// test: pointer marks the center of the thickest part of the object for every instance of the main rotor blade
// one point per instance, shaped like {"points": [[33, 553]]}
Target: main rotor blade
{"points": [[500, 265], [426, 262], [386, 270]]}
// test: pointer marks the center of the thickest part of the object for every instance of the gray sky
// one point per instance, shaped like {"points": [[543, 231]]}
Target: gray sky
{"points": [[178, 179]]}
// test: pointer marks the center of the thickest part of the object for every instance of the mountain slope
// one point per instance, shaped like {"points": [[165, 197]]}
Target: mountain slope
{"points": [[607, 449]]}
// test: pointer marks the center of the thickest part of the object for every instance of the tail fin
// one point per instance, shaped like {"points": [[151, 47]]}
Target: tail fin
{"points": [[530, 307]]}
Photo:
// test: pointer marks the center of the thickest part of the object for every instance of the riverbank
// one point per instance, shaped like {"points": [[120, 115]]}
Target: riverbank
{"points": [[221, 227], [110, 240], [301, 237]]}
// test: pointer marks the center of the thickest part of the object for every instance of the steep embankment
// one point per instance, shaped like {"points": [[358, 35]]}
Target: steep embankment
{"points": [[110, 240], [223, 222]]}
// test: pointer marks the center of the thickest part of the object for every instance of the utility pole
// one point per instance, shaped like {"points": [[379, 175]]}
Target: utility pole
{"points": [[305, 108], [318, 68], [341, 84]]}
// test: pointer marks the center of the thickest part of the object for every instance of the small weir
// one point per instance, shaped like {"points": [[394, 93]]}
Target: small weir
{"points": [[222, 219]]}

○ ○ ○

Output all of the items above again, line for line and unchanged.

// test: pointer marks the center of the thickest part of the object for every instance of the main rotor blade
// one point per instance, shaped like {"points": [[33, 553]]}
Target: main rotor blade
{"points": [[500, 265], [426, 262], [386, 270]]}
// test: pointer marks the center of the thickest part of the object for every instance of the gray sky
// one point per instance, shaped like {"points": [[543, 231]]}
Target: gray sky
{"points": [[178, 179]]}
// test: pointer marks the center of the thickest part of the object for every instance of the mountain slope
// one point per instance, shaped like {"points": [[165, 197]]}
Target: mountain slope
{"points": [[607, 449]]}
// test: pointer marks the center of the thickest part of the object for every instance of the tail fin
// one point per instance, shaped like {"points": [[151, 47]]}
Target: tail fin
{"points": [[530, 307]]}
Photo:
// test: pointer marks the center of the thickest part of the object for every instance of the riverbank
// one point per instance, shaped like {"points": [[120, 115]]}
Target: riverbank
{"points": [[221, 227], [110, 240], [301, 237]]}
// test: pointer marks the center of the thickest part of the object for every instance of the steep embankment
// one point per instance, shaped like {"points": [[358, 35]]}
Target: steep embankment
{"points": [[110, 240], [223, 222]]}
// test: pointer marks the center of the thickest part of the object for every instance of the utility pole
// one point per instance, shaped like {"points": [[379, 175]]}
Target: utility pole
{"points": [[305, 108], [318, 68], [341, 84]]}
// test: pointer marks the center of the thickest part of the object for every instance of the small weir
// one point per instance, shaped like {"points": [[394, 93]]}
Target: small weir
{"points": [[222, 219]]}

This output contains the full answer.